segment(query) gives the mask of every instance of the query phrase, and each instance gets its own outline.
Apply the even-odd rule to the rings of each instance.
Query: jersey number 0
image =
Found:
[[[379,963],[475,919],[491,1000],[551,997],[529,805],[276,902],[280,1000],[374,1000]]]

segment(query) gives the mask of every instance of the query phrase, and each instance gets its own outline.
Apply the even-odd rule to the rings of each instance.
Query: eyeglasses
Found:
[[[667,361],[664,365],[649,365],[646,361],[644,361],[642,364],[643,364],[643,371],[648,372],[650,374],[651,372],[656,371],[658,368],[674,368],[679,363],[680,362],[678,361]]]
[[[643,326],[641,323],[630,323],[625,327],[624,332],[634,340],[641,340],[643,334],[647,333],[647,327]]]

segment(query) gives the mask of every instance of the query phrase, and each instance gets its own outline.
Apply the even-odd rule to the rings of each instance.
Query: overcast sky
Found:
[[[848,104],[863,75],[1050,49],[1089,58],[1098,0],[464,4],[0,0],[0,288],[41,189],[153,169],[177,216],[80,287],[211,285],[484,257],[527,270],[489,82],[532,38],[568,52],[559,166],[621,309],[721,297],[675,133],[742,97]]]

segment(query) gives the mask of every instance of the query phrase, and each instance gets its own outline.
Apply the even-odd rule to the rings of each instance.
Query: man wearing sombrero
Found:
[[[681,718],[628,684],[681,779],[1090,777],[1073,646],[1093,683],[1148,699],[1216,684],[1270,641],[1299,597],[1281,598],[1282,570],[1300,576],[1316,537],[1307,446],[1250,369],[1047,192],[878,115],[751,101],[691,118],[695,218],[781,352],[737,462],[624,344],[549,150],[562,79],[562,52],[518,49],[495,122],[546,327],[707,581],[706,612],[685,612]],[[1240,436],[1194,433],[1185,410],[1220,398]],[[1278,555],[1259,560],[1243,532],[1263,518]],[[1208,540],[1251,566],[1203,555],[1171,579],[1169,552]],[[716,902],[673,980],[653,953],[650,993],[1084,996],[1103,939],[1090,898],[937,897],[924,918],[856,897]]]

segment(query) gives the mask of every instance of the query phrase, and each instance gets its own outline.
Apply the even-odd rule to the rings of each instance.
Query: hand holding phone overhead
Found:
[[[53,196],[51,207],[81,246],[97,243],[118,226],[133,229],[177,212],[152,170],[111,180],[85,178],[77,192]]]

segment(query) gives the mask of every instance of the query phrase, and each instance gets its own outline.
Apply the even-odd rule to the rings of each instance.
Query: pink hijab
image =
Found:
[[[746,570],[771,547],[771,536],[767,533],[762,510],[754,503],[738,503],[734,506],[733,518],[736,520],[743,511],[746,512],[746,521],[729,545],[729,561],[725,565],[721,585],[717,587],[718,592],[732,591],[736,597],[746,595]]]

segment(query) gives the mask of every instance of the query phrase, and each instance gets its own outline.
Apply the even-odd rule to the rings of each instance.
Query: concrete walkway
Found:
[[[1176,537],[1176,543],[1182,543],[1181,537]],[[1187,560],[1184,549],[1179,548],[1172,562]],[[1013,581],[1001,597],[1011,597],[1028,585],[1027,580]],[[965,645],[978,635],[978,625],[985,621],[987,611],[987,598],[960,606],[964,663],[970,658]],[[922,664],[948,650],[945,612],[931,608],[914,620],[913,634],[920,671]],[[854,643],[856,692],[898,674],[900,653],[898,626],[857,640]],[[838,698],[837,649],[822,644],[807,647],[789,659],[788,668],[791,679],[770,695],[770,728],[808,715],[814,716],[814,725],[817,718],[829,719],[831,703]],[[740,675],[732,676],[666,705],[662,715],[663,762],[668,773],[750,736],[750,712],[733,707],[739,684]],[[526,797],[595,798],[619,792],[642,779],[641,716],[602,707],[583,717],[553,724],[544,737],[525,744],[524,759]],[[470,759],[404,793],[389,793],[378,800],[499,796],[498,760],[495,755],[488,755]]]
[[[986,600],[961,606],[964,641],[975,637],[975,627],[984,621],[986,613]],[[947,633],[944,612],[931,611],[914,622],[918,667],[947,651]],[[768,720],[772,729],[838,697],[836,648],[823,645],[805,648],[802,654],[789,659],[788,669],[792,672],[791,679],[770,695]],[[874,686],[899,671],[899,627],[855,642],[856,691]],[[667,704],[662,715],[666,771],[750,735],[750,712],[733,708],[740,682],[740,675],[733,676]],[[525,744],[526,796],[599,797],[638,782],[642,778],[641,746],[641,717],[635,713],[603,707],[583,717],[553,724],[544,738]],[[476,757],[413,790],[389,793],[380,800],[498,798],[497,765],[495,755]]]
------------------------------------------------
## Problem statement
In full and without change, transcribe the data above.

## Expected answer
segment(query) gives the mask of every instance of the query phrase, and each instance gets its own outline.
Apply the even-odd rule to the rings of each instance.
Query: jersey number 0
image =
Found:
[[[379,963],[475,919],[491,1000],[551,997],[529,805],[276,902],[280,1000],[374,1000]]]

segment(query) gives the mask of every instance of the query phrase, and each instance gets its own outline.
Apply the even-odd rule to the rings of each instance.
Query: eyeglasses
Found:
[[[667,361],[664,365],[649,365],[646,361],[644,361],[642,364],[643,364],[643,371],[648,372],[650,374],[651,372],[656,371],[658,368],[674,368],[679,363],[680,362],[678,361]]]
[[[643,326],[641,323],[630,323],[625,327],[624,332],[634,340],[641,340],[643,334],[647,333],[647,327]]]

segment(query) gives the mask of every instance of the query phrase, and each instance gets its own outline.
Apply the even-odd rule to the rings of each instance.
Query: overcast sky
Found:
[[[848,104],[863,75],[1050,49],[1089,58],[1098,0],[464,4],[0,0],[0,288],[41,189],[153,169],[177,216],[80,287],[211,285],[484,257],[527,270],[489,82],[532,38],[568,52],[559,166],[621,309],[721,297],[675,133],[742,97]]]

segment(query) gives the mask of every instance of the query phrase, and each instance gets its own outline.
Apply the even-odd rule to the rings of each instance.
Query: man wearing sombrero
Found:
[[[681,718],[628,684],[681,779],[1090,777],[1073,646],[1093,683],[1148,699],[1216,684],[1270,641],[1299,597],[1281,598],[1282,570],[1300,576],[1316,537],[1307,446],[1250,369],[1047,192],[878,115],[751,101],[691,118],[695,218],[781,352],[737,462],[624,344],[549,150],[562,79],[562,52],[518,49],[495,122],[546,327],[707,581],[706,612],[685,612]],[[1240,436],[1194,433],[1185,410],[1220,398]],[[1278,555],[1259,560],[1243,532],[1263,518]],[[1208,540],[1251,566],[1203,555],[1171,579],[1169,552]],[[716,902],[673,980],[653,953],[650,993],[1084,996],[1103,939],[1090,898],[937,897],[924,918],[856,897]]]

segment(query) gives the mask of every instance of the query phrase, and each instance gets its own outline.
Apply the even-odd rule to the rings of each instance.
Query: hand holding phone overhead
Found:
[[[53,196],[51,207],[81,246],[97,243],[118,226],[133,229],[177,212],[152,170],[111,180],[85,178],[77,192]]]

segment(query) gives the mask of every instance of the query phrase, and each instance gets its own outline.
Apply the even-odd rule to the rings of each instance.
Query: pink hijab
image =
Found:
[[[746,570],[771,547],[771,536],[767,533],[762,510],[754,503],[738,503],[734,506],[733,518],[736,520],[743,511],[746,512],[746,521],[729,545],[729,561],[725,565],[721,585],[717,587],[718,592],[732,591],[736,597],[746,595]]]

segment(query) gives the mask of every instance of the query phrase, and each instance gets its own outline.
Apply the even-odd rule to the rings of each instance.
Query: concrete walkway
Found:
[[[1176,537],[1176,543],[1182,543],[1181,537]],[[1187,560],[1184,549],[1179,548],[1172,562]],[[1013,581],[1001,597],[1011,597],[1028,585],[1027,580]],[[965,645],[978,635],[978,625],[985,621],[987,611],[987,598],[960,606],[964,663],[970,658]],[[922,664],[948,650],[945,612],[931,608],[914,620],[913,634],[920,671]],[[854,643],[856,692],[898,674],[900,653],[898,626],[857,640]],[[838,698],[837,649],[822,644],[807,647],[789,659],[788,668],[791,679],[770,695],[770,728],[808,715],[814,716],[814,725],[817,718],[829,719],[831,703]],[[740,675],[732,676],[666,705],[662,715],[663,762],[668,773],[750,736],[750,712],[733,707],[739,684]],[[526,797],[595,798],[619,792],[642,779],[641,716],[602,707],[583,717],[553,724],[544,737],[525,744],[524,759]],[[470,759],[404,793],[389,793],[378,800],[499,796],[498,760],[495,755],[488,755]]]
[[[986,600],[961,606],[964,641],[975,637],[975,627],[984,621],[986,613]],[[947,633],[944,612],[931,611],[914,622],[918,667],[947,651]],[[768,720],[772,729],[838,697],[836,648],[823,645],[805,648],[802,654],[789,659],[788,669],[792,672],[791,679],[770,695]],[[874,686],[899,671],[899,627],[855,642],[856,691]],[[667,704],[662,715],[666,771],[750,735],[750,712],[733,708],[740,682],[740,675],[733,676]],[[525,744],[526,796],[599,797],[638,782],[642,778],[641,746],[641,717],[635,713],[603,707],[583,717],[553,724],[544,738]],[[476,757],[413,790],[389,793],[380,800],[498,798],[497,765],[495,755]]]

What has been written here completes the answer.